** begin PASSAGE SHOWN **

Wednesday, October 19, 2011

i'm the only pple in the lonely world..i need some care from u...

I'm back again...this is the only place which i can store all the things which make me sad..n unhappy..this is the only world that belongs to me....

I don't know why..these few days..why we will always keep quarrel with each other?? we not promised that we will tolerate each other when we just be together??

I miss the old u..u used to makes me happy..n give me surprise always...like..bought McFlurry n brought it to my house to give me surprise..and laugh at me when i get shocked..bought a ice cream cake for me..

Do u still rmb the 1st time we watch movie?? "Eat, Hard ,Pray"
that was our very 1st dating..n I never ever i forget abt it..that time..we feed each other eat popcorn..n holding each other hand..n we totally did not care..what the movie is all abt..the important thing is..we can be together..

** end PASSAGE SHOWN **
** begin INFORMATION PROVIDED **

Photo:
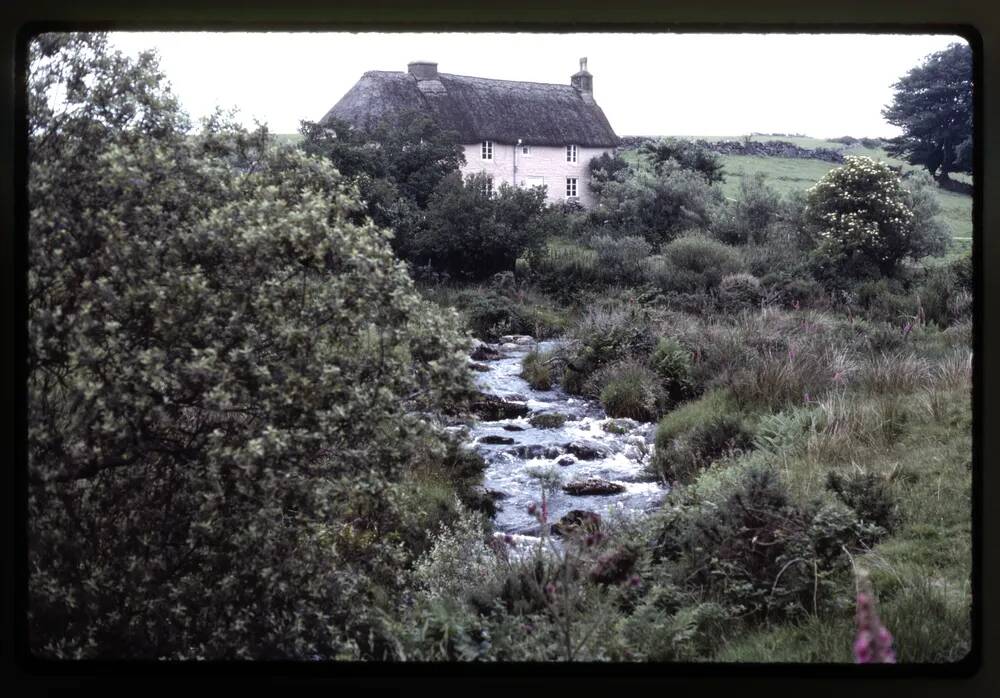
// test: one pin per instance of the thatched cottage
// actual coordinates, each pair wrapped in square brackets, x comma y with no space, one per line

** end INFORMATION PROVIDED **

▶ **TO DO**:
1 – According to the blog post, what did the writer's partner once buy and bring to the writer's house as a surprise?
2 – Translate this sentence from the blog post into Spanish: "Do u still rmb the 1st time we watch movie??"
3 – Continue the blog post from its last line.
The material is not needed for anything here.

▶ **ANSWERS TO THE PROBLEMS**:
1 – A McFlurry.

2 – ¿Todavía recuerdas la primera vez que vimos una película?

3 –
but..after 1 yr..there are a lot of chance..
we dont like last time anymore..but i just try to do sth which is remain the same..i feed u eat popcorn..but u just eat a few..u duwan anymore...n..u didn't go to my house always like last time...not happy like last time..everyday..just keep repeat the same thing..n u've told me..u get bored with me...

u gotta work now..so..i understand u..so..i dont always ask u out..give u some rest..when u want to see me...i just go to ur house..n make some dessert let u eat..i duno that will make u feel happy or not..

n now....we can't always eat lunch together...ain't like last time..i go cook or prepare some lunchbox..then fetch u went to kumon there n eat together..it is the sweetest day n happy moment for me..i just love u very very much..just can't wait to marry u to be my wife...

but now..u work at other place..the time wanna be together..bcum lesser n lesser..even wanna chat also chat the same thing everday..why?? why we can't be so sweet like last time?? as u always said..i can't make u happy..it is no fun to talk with me..so..what should i really need to do???

i really very very very tired of quarrel with u always..i just hope..just hope u can spend some time..to care of me..not just every weekend also watch movie..i need ur hug..i duno i really suit to be ur bf or not..cuz i really duno what u really want..and u are the same too.......why we cant talk nicely??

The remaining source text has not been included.